**PETUNJUK:**
**A)** Ulangi persis bagian tulisan tentang perempuan dan keluarga berkualitas, mulai dari "Keluarga merupakan institusi" dan berakhir pada "maju dan berkeadaban.".
**B)** Teruskan tulisan tentang perempuan dan keluarga berkualitas, mulai setelah kalimat terakhirnya.

**TEKS YANG DIBERIKAN:**

/---

Perempuan
dan Keluarga Berkualitas
Siti Muyassarotul Hafidzoh, IBU RUMAH TANGGA,
PENELITI PROGRAM PASCA SARJANA
UNIVERSITAS NEGERI YOGYAKARTA
SUMBER : SUARA KARYA, 8
Maret 2012
Laki-laki
merupakan kepala keluarga, tetapi perempuanlah yang justru "hidup" dan menghidupkan
keluarga. Hadirnya kasih sayang dan keharmonisan dalam keluarga seringkali
lahir dari rahim seorang perempuan. Suatu keluarga tanpa kehadiran ayah tetap
bisa berdiri tegak, tetapi tak bisa dibayangkan suatu keluarga tanpa kehadiran
seorang ibu. Dalam diri seorang ibu, tertancap jiwa kemanusiaan, kenabian dan
ketuhanan secara berimbang, sehingga kunci kesuksesan keluarga banyak
ditentukan oleh peran krusial seorang ibu.
Keluarga merupakan institusi terkecil dalam lingkungan
bermasyarakat, berbangsa dan bernegara. Keluarga menjadi tempat berseminya
cinta, kasih sayang, keteladanan dan kearifan. Keluarga menjadi "sekolah
pertama" seorang anak untuk mencerap ilmu kehidupan. Kalau keluarga bisa
menjadi surga yang penuh ilmu dan keteladanan, maka anak-anak akan mendapatkan
warisan agung yang menjadi bekal kehidupan di masa depan. Keluarga yang terjaga
akan menegakkan Indonesia yang bermartabat. Keluarga menjadi tempat pertama
lahirnya peradaban Indonesia yang maju dan berkeadaban.
Momentum peringatan hari perempuan sedunia, 8 Maret 2012 harus
menjadi refleksi dalam meningkatkan kualitas keluarga. Sesuai yang tercantum
dalam diktat Badan Koordinasi Keluarga Berencana Nasional (BKKBN) tahun 1992,
keluarga berkualitas ialah keluarga yang sejahtera, sehat, maju, mandiri,
memiliki jumlah anak ideal, berwawasan ke depan, bertanggung jawab, harmonis,
dan bertakwa kepada Tuhan Yang Maha Esa.
Sejahtera, berarti sebuah keluarga dapat memenuhi kebutuhan
pokoknya. Sehat, mencakup sehat jasmani, rohani, dan sosial. Maju, bermakna
memiliki keinginan untuk mengembangkan pengetahuan dan kemampuan diri dan
keluarganya guna meningkatkan kualitasnya. Berjiwa mandiri, diartikan memiliki
wawasan, kemampuan, sikap dan perilaku tidak tergantung pada orang lain.
Kemudian jumlah anak ideal ialah jumlah anak dalam keluarga yang
diinginkan dan dianggap sesuai dengan kemampuan keluarga, namun tetap
memperhatikan kepentingan sosial. Berwawasan, berarti memiliki pengetahuan dan
pandangan yang luas, sehingga mampu, peduli, dan kreatif dalam upaya pemenuhan
kebutuhan keluarga dan masyarakat secara sosial. Harmonis, mencerminkan kondisi
keluarga yang utuh dan mempunyai hubungan yang serasi di antara semua anggota
keluarga. Yang terakhir, bertakwa, berarti taat beribadah dan melaksanakan
ajaran agamanya.

\---

**BAHAN YANG DIBERIKAN:**
/---

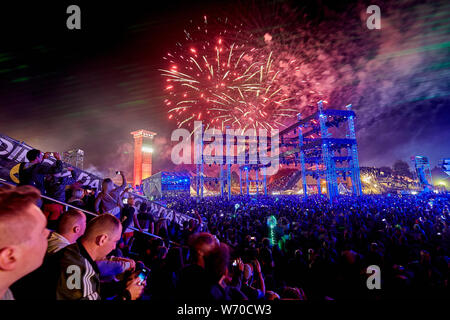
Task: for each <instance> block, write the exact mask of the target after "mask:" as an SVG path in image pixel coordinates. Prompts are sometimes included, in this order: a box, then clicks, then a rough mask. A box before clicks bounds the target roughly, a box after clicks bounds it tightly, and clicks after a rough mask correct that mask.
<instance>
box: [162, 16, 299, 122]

\---

**JAWABAN TUGAS:**
**A)**
Keluarga merupakan institusi terkecil dalam lingkungan
bermasyarakat, berbangsa dan bernegara. Keluarga menjadi tempat berseminya
cinta, kasih sayang, keteladanan dan kearifan. Keluarga menjadi "sekolah
pertama" seorang anak untuk mencerap ilmu kehidupan. Kalau keluarga bisa
menjadi surga yang penuh ilmu dan keteladanan, maka anak-anak akan mendapatkan
warisan agung yang menjadi bekal kehidupan di masa depan. Keluarga yang terjaga
akan menegakkan Indonesia yang bermartabat. Keluarga menjadi tempat pertama
lahirnya peradaban Indonesia yang maju dan berkeadaban.

**B)**
Keluarga berkualitas yang diimpikan tersebut sekarang sedang
dipersimpangan jalan. Tak lain karena institusi keluarga kurang mendapatkan
perhatian serius, baik oleh masyarakat dan pemerintah. Kebutuhan menciptakan
keluarga berkualitas belum menjadi stressing masyarakat dan pemerintah,
sehingga berbagai program peningkatan keluarga berkualitas seringkali mandek di
tengah jalan.
Dalam konteks itulah, pemerintah seharusnya segera
menyosialisasikan UU 52/2009 tentang Perkembangan Kependudukan dan Pembangunan
Keluarga beserta Perpres No 62/2010 tentang Petunjuk Pelaksanaannya kepada
seluruh stakeholder pada semua tingkat/kalangan, termasuk upaya penguatan
database program KB agar mempunyai kekuatan dan posisi tawar yang layak dalam
pembangunan.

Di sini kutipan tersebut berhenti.